Extract the records from their first line through the line containing "[[213, 115], [195, 118]]", inclusive, and copy those lines verbatim.

++++ DATA SHOWN

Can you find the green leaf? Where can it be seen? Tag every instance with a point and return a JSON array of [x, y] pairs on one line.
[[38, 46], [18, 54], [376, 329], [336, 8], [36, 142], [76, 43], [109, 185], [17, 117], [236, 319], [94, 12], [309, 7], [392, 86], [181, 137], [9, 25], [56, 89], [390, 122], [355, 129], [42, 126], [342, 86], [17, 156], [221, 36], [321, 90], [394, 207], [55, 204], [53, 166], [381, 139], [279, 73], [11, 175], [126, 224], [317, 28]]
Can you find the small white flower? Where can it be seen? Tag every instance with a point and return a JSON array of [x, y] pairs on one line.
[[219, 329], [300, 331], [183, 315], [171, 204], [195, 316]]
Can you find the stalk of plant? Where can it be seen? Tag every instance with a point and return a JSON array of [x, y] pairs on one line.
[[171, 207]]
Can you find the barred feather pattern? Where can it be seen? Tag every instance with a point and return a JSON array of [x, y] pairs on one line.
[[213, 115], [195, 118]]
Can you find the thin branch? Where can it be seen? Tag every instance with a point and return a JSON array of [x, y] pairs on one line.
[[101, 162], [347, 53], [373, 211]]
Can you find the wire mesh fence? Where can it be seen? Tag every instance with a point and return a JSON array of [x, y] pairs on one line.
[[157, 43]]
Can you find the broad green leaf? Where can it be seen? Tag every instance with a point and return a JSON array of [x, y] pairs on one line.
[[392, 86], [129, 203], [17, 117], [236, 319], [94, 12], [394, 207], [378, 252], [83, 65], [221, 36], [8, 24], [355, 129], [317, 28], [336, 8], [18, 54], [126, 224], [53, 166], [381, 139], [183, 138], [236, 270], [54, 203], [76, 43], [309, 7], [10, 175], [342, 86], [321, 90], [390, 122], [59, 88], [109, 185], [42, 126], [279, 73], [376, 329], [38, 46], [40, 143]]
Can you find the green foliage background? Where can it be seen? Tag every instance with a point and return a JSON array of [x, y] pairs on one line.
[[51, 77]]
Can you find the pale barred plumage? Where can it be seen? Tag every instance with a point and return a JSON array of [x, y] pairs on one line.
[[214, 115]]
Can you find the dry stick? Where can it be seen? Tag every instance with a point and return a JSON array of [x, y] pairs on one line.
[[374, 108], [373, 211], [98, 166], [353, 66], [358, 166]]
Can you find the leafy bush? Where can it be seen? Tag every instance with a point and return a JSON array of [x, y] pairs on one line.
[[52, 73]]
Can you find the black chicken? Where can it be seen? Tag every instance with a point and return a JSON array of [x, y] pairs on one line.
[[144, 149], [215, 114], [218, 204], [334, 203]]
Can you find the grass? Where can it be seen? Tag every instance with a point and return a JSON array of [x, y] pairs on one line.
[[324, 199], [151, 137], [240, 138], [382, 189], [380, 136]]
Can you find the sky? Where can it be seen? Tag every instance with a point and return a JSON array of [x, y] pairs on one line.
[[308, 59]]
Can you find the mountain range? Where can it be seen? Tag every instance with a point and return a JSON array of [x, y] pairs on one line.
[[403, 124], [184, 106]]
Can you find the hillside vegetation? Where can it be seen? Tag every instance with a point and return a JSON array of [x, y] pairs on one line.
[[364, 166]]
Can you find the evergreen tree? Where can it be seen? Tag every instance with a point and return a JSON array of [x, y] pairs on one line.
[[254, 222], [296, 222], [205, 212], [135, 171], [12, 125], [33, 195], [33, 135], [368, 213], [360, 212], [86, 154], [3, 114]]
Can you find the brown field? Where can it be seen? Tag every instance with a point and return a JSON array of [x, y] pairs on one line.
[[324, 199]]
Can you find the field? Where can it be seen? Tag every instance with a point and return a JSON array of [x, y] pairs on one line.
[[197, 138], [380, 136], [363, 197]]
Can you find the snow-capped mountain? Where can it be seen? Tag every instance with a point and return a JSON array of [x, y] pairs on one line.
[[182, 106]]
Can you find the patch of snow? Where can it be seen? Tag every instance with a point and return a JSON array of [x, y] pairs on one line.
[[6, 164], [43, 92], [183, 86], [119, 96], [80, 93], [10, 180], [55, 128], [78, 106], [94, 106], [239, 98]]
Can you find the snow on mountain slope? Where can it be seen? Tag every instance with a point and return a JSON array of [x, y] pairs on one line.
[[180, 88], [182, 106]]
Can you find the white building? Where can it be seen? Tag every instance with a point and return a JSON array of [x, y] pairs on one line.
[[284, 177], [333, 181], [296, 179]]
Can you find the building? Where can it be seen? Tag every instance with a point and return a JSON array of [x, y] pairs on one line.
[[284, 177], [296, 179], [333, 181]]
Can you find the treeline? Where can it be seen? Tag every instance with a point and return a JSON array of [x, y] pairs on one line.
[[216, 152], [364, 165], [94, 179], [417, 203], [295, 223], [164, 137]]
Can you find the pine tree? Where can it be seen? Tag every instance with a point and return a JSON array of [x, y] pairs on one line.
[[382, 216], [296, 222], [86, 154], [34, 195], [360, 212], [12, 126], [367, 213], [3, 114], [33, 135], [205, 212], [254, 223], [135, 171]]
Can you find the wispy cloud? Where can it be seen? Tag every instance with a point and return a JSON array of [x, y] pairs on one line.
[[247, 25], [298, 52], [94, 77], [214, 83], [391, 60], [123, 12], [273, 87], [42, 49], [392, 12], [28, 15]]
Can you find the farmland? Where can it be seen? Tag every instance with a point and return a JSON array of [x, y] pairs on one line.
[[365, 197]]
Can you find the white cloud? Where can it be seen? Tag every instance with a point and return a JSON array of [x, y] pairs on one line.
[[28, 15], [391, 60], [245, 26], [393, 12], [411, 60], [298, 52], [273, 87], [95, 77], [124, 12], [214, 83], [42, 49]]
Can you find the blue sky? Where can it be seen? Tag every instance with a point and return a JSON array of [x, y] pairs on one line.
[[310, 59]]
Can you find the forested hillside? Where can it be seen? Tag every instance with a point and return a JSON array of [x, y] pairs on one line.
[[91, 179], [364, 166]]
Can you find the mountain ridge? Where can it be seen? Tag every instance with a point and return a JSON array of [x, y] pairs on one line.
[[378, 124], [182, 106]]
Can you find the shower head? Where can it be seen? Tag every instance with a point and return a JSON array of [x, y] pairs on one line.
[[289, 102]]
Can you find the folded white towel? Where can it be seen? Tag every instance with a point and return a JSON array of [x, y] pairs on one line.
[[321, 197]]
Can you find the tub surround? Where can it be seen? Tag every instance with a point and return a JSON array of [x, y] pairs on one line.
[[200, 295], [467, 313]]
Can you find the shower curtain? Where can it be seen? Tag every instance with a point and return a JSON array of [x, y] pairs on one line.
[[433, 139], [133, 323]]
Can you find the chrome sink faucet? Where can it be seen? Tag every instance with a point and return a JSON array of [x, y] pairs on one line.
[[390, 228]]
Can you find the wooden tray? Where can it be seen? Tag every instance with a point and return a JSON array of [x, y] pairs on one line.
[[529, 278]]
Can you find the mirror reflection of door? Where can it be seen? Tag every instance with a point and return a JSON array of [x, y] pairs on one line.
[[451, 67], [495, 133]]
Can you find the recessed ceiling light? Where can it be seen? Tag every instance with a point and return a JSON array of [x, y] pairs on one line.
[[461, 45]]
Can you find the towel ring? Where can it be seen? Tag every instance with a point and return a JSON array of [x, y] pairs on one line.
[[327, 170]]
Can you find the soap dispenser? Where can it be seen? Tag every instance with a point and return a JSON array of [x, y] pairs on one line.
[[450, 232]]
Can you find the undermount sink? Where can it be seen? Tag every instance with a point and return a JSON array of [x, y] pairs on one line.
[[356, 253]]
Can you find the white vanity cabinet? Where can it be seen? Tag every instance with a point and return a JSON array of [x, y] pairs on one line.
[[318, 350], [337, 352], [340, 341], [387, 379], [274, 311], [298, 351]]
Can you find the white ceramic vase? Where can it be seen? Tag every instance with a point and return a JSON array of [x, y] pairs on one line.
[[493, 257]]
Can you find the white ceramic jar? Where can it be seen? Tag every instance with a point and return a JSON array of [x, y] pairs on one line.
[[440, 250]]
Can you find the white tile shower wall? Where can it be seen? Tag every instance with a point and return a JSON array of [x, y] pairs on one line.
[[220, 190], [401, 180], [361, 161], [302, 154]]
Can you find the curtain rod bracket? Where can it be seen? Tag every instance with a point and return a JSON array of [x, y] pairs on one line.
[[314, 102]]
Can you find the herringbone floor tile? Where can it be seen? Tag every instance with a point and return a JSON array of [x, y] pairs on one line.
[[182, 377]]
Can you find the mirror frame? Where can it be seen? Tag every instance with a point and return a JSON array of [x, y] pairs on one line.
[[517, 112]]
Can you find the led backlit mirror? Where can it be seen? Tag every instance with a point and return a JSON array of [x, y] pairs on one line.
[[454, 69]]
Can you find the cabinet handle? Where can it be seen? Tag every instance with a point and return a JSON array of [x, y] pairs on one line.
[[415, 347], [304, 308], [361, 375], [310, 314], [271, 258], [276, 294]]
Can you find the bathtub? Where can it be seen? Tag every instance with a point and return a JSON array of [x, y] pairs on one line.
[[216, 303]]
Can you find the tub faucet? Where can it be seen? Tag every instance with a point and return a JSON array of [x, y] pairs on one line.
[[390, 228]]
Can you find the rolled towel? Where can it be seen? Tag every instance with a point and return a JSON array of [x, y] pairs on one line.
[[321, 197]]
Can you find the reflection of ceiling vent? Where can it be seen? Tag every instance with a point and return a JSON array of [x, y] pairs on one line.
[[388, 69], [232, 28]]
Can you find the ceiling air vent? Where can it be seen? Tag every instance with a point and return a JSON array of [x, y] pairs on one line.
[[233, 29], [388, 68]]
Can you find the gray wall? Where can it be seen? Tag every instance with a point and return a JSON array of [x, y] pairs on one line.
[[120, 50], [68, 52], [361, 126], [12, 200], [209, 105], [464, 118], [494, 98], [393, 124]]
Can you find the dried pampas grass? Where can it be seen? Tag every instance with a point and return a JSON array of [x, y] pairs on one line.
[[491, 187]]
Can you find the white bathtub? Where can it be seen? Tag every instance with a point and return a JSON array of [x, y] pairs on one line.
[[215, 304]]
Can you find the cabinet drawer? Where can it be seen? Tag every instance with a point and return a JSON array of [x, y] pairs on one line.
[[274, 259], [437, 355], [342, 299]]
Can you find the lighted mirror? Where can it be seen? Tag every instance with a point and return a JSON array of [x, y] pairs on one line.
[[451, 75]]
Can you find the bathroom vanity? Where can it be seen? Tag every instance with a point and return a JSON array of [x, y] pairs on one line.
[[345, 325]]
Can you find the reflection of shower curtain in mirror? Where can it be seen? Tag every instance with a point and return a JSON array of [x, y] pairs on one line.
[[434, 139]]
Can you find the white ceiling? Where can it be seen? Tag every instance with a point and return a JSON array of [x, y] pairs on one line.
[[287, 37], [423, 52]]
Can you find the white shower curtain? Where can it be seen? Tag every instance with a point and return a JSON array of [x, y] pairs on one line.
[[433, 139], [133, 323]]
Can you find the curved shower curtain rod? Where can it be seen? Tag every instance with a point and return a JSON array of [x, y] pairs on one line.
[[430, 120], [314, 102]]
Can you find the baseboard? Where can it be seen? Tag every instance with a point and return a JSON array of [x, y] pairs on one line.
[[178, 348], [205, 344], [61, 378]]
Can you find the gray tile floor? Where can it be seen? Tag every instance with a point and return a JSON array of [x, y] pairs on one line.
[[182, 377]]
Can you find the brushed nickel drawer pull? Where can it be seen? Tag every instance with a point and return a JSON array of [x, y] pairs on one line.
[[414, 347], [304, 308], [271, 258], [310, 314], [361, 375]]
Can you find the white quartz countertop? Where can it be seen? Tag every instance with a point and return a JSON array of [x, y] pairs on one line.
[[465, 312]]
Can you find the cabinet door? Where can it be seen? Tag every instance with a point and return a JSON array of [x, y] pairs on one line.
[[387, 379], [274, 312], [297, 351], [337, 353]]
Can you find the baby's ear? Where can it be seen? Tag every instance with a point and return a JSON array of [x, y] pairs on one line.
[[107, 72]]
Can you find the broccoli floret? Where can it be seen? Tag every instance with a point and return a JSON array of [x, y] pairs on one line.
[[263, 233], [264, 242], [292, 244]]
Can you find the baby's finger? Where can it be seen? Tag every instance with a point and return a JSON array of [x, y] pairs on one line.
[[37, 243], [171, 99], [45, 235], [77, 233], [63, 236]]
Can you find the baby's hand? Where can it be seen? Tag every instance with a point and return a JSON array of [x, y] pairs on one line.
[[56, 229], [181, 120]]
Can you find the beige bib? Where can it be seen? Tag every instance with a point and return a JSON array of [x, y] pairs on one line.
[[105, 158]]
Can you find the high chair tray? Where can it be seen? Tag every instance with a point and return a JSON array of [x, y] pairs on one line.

++++++++

RESULT BELOW:
Can you find the green leaf? Where can it be seen? Tag every instance with a point and return a JSON array of [x, y] pairs on one line.
[[38, 46], [18, 54], [376, 329], [336, 8], [36, 142], [76, 43], [109, 185], [17, 117], [236, 319], [94, 12], [309, 7], [392, 86], [181, 137], [9, 25], [56, 89], [390, 122], [355, 129], [42, 126], [342, 86], [17, 156], [221, 36], [321, 90], [394, 207], [55, 204], [53, 166], [381, 139], [279, 73], [11, 175], [126, 224], [317, 28]]
Can you find the small white flower? Where can it be seen? Tag every instance with a point and return a JSON array of [x, y] pairs on one line.
[[219, 329], [300, 331], [183, 315], [171, 204], [195, 316]]
Can you find the stalk of plant? Where can it be seen? Tag every instance with a point and return a JSON array of [x, y] pairs on one line.
[[171, 207]]
Can you find the barred feather pattern? Where can it be seen? Tag every instance with a point and return a JSON array of [x, y] pairs on one line.
[[213, 115], [195, 118]]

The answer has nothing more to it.